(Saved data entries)
■ ■ ■

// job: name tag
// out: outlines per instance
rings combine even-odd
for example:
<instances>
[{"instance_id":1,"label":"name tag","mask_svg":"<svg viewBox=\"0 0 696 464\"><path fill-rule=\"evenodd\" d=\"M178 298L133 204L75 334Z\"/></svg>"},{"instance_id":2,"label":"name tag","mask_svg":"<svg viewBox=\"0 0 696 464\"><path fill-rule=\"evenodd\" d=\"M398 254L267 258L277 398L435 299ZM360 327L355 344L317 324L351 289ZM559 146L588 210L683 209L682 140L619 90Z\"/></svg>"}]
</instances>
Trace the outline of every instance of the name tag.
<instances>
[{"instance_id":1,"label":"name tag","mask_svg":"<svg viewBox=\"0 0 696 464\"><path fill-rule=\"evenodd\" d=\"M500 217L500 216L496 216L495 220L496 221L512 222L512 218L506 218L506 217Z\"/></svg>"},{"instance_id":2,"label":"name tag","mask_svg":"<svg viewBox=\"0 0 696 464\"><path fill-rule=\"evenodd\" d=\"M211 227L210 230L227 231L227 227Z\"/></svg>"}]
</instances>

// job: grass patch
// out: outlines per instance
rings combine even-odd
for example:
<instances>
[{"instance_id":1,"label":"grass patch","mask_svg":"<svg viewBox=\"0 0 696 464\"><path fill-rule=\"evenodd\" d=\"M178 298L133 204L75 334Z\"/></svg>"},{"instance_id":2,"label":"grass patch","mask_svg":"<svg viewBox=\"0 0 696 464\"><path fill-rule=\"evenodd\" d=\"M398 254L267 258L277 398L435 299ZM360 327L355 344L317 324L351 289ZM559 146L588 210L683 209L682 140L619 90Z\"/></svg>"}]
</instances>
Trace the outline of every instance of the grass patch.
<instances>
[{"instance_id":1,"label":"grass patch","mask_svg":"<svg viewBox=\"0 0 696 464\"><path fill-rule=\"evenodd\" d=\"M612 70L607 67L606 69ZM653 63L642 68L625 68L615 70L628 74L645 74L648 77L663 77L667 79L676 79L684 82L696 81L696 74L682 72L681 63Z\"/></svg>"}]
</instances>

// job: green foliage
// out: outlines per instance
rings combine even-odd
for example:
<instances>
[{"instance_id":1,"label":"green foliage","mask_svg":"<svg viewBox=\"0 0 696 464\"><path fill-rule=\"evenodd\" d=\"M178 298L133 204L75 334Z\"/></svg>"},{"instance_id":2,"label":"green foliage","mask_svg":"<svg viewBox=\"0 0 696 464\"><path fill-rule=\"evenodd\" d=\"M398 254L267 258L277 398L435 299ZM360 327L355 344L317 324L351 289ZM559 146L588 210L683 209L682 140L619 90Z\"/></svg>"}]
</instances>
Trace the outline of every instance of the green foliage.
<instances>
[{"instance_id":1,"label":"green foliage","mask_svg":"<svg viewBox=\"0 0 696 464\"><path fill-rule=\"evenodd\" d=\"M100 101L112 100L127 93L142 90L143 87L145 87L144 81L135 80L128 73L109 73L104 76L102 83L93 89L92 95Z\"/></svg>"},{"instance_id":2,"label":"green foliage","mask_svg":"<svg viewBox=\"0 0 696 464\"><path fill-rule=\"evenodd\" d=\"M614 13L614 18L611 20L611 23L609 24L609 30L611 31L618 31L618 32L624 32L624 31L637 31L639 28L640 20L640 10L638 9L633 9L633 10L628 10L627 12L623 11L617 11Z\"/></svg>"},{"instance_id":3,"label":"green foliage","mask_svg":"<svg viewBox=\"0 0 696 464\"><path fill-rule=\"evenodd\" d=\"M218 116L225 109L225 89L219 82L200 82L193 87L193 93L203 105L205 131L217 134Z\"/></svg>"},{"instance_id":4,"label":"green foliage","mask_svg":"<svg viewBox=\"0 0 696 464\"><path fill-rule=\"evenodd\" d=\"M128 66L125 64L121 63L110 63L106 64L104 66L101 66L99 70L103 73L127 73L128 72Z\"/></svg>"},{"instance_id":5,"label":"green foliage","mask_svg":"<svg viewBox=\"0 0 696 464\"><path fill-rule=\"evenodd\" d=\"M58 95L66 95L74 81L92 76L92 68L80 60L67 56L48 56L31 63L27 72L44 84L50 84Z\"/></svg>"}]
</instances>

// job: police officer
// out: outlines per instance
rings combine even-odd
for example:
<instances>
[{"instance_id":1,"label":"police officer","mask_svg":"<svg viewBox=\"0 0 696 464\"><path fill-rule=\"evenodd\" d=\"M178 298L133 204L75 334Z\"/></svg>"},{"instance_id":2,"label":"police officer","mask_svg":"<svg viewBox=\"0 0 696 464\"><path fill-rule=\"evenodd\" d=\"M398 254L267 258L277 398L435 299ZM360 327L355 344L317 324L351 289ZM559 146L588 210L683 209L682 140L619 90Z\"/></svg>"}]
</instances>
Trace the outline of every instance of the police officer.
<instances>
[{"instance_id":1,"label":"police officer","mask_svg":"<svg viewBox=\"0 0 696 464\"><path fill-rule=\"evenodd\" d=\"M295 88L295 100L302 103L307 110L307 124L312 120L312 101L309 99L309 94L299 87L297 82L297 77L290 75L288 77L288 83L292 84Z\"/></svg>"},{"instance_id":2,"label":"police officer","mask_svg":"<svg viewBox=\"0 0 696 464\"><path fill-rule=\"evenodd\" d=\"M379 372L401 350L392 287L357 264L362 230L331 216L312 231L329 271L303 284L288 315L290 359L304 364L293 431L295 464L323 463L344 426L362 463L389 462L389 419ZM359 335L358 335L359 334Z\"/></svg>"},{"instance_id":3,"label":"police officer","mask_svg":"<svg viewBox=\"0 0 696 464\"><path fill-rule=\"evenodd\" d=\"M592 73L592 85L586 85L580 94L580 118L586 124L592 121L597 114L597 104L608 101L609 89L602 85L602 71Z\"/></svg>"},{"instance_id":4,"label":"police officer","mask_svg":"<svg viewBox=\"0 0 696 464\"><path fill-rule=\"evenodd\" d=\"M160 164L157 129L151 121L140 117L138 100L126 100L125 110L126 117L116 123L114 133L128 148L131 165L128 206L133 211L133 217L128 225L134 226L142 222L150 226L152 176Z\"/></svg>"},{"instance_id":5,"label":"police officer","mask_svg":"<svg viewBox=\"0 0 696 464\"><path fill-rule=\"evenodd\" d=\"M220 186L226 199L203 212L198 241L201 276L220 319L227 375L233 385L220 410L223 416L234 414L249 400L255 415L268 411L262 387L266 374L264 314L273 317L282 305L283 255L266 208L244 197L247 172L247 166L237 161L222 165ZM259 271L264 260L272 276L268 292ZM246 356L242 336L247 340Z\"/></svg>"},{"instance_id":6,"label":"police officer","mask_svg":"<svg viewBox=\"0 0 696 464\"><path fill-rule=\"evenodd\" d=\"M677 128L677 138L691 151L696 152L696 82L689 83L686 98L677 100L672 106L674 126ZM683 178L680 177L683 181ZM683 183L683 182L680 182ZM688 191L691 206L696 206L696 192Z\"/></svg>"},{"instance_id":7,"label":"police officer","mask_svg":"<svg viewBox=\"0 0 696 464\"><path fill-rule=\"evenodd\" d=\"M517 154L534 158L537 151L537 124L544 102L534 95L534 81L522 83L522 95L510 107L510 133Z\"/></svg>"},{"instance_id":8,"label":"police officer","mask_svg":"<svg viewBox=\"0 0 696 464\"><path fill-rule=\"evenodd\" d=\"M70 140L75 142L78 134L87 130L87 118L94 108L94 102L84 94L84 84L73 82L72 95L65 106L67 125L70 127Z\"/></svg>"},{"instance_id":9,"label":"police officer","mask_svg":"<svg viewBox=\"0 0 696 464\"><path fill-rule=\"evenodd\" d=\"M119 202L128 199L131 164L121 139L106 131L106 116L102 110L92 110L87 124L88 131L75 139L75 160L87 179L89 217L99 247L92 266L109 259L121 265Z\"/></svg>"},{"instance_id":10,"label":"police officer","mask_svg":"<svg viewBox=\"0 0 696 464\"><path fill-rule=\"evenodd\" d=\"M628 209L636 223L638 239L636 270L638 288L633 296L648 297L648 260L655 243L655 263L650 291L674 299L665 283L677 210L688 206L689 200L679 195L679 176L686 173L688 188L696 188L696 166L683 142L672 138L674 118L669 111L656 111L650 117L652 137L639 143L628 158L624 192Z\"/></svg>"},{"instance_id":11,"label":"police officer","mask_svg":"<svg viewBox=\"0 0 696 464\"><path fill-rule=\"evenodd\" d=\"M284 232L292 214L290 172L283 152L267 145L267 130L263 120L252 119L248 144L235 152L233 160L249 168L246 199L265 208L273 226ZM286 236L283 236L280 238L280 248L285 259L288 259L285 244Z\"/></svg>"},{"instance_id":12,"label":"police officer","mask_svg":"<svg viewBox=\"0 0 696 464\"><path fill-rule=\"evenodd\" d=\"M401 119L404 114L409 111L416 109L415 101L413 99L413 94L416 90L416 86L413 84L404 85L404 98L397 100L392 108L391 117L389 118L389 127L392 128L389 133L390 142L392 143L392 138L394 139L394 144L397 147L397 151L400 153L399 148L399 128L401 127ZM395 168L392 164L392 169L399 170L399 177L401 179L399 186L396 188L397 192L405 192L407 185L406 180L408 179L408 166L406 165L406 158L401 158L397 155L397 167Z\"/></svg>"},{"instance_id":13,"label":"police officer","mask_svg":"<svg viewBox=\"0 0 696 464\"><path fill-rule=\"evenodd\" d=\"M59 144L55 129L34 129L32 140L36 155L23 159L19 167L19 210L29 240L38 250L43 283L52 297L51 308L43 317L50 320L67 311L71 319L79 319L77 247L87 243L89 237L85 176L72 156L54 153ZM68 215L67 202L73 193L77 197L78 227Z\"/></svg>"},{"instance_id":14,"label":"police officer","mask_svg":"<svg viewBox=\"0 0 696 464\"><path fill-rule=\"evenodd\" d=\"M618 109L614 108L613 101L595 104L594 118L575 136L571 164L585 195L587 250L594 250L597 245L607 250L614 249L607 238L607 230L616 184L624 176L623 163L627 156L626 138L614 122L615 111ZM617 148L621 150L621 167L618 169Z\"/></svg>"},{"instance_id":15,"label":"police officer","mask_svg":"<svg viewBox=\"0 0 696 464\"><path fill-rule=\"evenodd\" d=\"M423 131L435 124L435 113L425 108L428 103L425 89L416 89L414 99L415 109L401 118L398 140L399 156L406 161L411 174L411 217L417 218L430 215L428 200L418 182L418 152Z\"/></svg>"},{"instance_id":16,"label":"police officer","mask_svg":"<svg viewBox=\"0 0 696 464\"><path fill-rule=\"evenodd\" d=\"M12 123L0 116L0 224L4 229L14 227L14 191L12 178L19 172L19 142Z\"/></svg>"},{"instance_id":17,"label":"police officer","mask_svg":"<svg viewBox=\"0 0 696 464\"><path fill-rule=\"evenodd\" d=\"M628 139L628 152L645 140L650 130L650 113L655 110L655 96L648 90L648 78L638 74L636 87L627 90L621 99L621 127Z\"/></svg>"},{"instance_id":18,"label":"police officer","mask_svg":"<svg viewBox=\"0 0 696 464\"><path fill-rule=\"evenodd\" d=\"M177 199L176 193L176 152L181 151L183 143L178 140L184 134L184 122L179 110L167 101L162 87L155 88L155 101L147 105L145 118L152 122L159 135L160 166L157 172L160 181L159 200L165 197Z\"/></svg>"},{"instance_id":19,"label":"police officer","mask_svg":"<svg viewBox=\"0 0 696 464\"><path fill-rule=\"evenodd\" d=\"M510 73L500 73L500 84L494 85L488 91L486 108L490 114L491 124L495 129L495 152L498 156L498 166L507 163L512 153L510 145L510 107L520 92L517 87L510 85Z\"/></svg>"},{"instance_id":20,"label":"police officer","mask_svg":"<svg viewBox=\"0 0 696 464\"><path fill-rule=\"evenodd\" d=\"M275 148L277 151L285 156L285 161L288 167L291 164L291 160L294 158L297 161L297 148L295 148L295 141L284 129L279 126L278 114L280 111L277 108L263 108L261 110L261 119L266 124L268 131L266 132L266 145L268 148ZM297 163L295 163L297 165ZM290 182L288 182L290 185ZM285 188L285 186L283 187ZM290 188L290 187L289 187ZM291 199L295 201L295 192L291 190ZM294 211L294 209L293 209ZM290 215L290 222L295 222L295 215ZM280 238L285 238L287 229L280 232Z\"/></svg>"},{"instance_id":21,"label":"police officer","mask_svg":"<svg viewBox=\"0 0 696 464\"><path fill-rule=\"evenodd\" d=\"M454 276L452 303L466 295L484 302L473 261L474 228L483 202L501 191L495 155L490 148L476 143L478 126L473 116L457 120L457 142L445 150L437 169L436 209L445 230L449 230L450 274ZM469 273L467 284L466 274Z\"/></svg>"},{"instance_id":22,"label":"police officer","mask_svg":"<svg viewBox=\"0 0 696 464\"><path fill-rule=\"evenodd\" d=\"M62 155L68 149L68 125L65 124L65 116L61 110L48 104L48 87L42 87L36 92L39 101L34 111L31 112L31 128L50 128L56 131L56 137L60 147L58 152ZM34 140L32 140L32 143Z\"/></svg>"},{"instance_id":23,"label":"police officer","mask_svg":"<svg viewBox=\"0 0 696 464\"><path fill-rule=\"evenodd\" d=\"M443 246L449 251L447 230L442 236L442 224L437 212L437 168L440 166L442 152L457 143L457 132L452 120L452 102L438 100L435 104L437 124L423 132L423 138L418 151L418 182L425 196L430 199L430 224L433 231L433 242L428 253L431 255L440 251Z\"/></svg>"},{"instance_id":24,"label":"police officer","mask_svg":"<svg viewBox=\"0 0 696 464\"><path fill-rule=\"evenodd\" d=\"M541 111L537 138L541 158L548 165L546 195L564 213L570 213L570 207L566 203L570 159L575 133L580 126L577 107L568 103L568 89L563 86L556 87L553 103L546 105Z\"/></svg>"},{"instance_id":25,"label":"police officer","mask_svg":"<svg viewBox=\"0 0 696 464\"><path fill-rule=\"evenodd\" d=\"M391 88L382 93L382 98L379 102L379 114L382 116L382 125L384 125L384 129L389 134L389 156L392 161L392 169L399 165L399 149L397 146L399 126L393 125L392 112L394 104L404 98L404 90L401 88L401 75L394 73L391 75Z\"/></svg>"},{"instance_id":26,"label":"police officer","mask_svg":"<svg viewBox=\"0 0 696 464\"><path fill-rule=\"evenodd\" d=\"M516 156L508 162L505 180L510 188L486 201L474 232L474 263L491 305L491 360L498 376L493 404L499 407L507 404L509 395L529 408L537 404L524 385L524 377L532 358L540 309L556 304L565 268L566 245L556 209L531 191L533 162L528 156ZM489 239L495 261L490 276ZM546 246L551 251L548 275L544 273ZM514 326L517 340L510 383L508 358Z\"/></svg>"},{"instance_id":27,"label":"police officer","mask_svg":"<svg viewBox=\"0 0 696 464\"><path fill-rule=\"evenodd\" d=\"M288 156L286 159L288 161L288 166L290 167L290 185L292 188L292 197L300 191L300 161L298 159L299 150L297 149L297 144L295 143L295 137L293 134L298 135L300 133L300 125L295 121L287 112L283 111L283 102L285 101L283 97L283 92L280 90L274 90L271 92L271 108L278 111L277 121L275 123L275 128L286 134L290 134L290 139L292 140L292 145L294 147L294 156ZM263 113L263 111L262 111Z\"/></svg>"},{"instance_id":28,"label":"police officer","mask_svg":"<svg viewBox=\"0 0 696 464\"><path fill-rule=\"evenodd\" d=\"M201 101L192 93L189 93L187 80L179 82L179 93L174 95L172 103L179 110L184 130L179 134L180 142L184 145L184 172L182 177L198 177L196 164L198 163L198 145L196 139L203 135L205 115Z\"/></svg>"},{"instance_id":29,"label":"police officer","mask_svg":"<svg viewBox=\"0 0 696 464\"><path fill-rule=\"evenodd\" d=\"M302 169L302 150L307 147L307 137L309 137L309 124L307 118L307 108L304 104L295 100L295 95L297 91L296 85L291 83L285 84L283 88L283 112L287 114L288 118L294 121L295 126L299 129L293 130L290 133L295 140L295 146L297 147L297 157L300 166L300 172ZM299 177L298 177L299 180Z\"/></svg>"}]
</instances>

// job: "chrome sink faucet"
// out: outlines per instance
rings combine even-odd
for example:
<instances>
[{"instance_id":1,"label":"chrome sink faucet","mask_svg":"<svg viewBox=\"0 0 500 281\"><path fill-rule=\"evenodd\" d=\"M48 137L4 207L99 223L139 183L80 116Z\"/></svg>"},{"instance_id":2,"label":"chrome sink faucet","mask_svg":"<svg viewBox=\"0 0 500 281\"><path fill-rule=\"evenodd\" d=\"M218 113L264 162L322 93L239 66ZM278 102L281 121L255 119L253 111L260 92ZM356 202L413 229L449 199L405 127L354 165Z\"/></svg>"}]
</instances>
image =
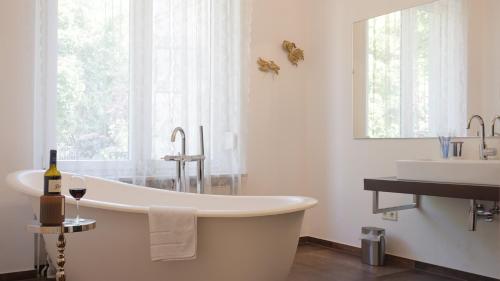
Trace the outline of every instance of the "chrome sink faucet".
<instances>
[{"instance_id":1,"label":"chrome sink faucet","mask_svg":"<svg viewBox=\"0 0 500 281\"><path fill-rule=\"evenodd\" d=\"M493 118L493 121L491 121L491 136L492 137L496 136L495 124L497 123L498 120L500 120L500 115L495 116L495 118Z\"/></svg>"},{"instance_id":2,"label":"chrome sink faucet","mask_svg":"<svg viewBox=\"0 0 500 281\"><path fill-rule=\"evenodd\" d=\"M205 192L205 146L203 138L203 126L200 126L200 154L199 155L186 155L186 134L181 127L177 127L172 132L170 137L171 142L175 142L177 135L180 134L182 138L181 153L176 156L164 156L162 159L165 161L176 162L176 191L188 192L189 181L186 179L186 162L196 162L196 191L197 193Z\"/></svg>"},{"instance_id":3,"label":"chrome sink faucet","mask_svg":"<svg viewBox=\"0 0 500 281\"><path fill-rule=\"evenodd\" d=\"M488 157L496 156L497 150L495 148L488 148L486 145L486 131L484 128L484 119L479 115L474 115L469 119L469 123L467 124L467 130L470 130L472 121L477 119L479 124L481 125L481 144L479 145L479 158L481 160L488 160Z\"/></svg>"}]
</instances>

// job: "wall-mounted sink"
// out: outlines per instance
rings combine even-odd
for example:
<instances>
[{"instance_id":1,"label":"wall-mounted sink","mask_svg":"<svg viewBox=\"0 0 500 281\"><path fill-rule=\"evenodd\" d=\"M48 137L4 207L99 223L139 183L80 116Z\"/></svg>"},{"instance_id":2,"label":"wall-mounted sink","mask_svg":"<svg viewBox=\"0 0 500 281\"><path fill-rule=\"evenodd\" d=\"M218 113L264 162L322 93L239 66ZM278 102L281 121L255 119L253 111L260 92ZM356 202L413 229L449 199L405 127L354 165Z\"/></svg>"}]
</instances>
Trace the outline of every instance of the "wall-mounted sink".
<instances>
[{"instance_id":1,"label":"wall-mounted sink","mask_svg":"<svg viewBox=\"0 0 500 281\"><path fill-rule=\"evenodd\" d=\"M402 180L500 185L500 160L400 160Z\"/></svg>"}]
</instances>

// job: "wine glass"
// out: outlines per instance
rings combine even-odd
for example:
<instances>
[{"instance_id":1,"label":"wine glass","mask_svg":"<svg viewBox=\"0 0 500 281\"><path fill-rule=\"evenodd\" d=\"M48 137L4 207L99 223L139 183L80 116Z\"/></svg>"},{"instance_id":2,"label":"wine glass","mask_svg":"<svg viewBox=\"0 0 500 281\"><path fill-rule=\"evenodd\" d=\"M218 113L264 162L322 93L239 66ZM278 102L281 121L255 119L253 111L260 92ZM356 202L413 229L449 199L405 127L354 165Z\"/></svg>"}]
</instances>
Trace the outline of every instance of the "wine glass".
<instances>
[{"instance_id":1,"label":"wine glass","mask_svg":"<svg viewBox=\"0 0 500 281\"><path fill-rule=\"evenodd\" d=\"M87 182L84 177L72 176L71 177L71 187L69 188L69 194L73 196L76 200L76 219L75 224L80 224L80 199L87 192Z\"/></svg>"}]
</instances>

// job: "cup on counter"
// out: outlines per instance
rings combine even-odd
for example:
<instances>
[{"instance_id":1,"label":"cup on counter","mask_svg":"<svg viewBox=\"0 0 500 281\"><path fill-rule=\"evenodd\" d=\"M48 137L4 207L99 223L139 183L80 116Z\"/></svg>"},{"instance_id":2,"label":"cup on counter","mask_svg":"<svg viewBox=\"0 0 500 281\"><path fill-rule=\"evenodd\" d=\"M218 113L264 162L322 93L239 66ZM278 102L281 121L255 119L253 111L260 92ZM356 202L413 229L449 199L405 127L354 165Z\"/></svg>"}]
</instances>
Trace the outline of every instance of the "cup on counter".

■ ■ ■

Work to be completed » Filter the records above, keeping each line that contains the word "counter".

Result of this exercise »
// job: "cup on counter"
[{"instance_id":1,"label":"cup on counter","mask_svg":"<svg viewBox=\"0 0 500 281\"><path fill-rule=\"evenodd\" d=\"M48 137L4 207L99 223L139 183L80 116Z\"/></svg>"},{"instance_id":2,"label":"cup on counter","mask_svg":"<svg viewBox=\"0 0 500 281\"><path fill-rule=\"evenodd\" d=\"M218 113L264 162L322 93L239 66ZM278 102L281 121L255 119L253 111L260 92ZM356 202L413 229L449 199L405 127L354 165Z\"/></svg>"}]
Trace the outline of every instance of the "cup on counter".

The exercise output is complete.